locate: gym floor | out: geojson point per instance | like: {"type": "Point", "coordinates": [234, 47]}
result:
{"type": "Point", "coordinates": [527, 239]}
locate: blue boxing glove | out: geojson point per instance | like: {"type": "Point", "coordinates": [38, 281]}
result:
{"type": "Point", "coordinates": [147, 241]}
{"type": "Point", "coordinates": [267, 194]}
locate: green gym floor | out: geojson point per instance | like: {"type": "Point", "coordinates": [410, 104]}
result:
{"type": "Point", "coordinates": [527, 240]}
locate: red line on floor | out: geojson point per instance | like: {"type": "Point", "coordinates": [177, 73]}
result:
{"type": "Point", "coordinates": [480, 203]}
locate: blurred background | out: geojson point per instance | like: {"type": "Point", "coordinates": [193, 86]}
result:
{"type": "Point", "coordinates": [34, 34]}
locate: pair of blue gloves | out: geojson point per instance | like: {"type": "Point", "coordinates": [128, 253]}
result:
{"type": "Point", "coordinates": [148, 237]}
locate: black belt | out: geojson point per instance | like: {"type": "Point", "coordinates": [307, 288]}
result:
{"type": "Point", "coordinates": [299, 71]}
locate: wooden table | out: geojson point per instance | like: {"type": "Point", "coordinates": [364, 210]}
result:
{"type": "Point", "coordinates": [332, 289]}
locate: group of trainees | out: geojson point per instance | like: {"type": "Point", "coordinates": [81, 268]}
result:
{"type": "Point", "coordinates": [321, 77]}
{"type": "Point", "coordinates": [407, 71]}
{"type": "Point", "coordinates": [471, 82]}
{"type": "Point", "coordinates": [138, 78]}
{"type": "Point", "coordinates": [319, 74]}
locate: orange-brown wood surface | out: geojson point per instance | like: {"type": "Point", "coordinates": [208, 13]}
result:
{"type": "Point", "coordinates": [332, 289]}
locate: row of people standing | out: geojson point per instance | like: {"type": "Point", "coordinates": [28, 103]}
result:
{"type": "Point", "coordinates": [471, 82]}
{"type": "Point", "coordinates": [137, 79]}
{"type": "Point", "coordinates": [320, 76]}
-.-.-
> Task to carry out:
Reproduce exactly the lines from the one with "locate: wooden table" through the last line of the entries, keeping both of those lines and nothing else.

> Answer below:
locate: wooden table | out: geojson point per instance | like: {"type": "Point", "coordinates": [364, 210]}
result:
{"type": "Point", "coordinates": [332, 289]}
locate: group of trainees | out: geojson point per instance | like: {"type": "Point", "coordinates": [81, 268]}
result:
{"type": "Point", "coordinates": [321, 77]}
{"type": "Point", "coordinates": [407, 71]}
{"type": "Point", "coordinates": [471, 82]}
{"type": "Point", "coordinates": [138, 78]}
{"type": "Point", "coordinates": [319, 74]}
locate: orange-brown wood surface | out: geojson point per instance | like: {"type": "Point", "coordinates": [208, 13]}
result:
{"type": "Point", "coordinates": [332, 289]}
locate: row of people standing | out: geojson point per instance | like: {"type": "Point", "coordinates": [28, 103]}
result:
{"type": "Point", "coordinates": [471, 82]}
{"type": "Point", "coordinates": [137, 79]}
{"type": "Point", "coordinates": [320, 76]}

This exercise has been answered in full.